§ **SET EXERCISE**: Copy out each line of the material below that contains the word "form".
....
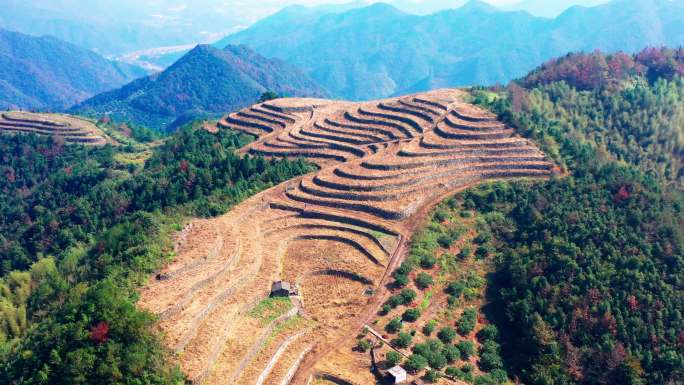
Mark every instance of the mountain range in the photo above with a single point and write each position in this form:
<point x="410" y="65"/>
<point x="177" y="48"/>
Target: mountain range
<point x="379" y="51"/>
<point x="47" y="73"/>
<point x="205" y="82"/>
....
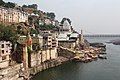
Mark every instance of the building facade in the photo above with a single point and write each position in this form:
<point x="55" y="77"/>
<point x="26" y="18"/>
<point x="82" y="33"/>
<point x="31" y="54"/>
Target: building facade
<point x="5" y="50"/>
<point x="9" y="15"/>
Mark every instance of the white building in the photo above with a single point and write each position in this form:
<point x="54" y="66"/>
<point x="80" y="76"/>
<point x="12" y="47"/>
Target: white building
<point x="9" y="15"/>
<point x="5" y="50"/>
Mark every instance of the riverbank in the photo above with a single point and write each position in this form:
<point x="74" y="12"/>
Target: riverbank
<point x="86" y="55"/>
....
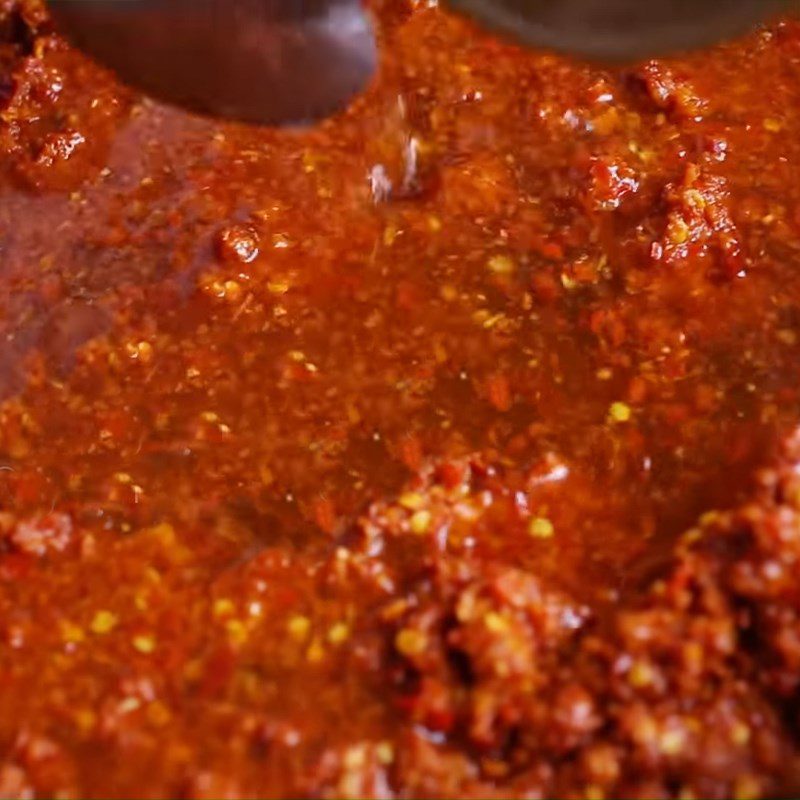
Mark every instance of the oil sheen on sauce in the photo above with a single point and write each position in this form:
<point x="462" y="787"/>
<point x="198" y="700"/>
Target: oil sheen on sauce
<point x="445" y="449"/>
....
§ **TASK ANSWER**:
Mark every instance of the mountain range in the photo above with a single point and write each position in this form:
Mark every instance of the building facade in the photo above with a single point and write each position in this form:
Mark every instance of the white building in the photo above with a single point and write each position in this form:
Mark every instance of the riverbank in the photo above with a single point and write each position in this form:
Mark every instance of the oil sheen on sauce in the photo above with a single point and write each position in this form:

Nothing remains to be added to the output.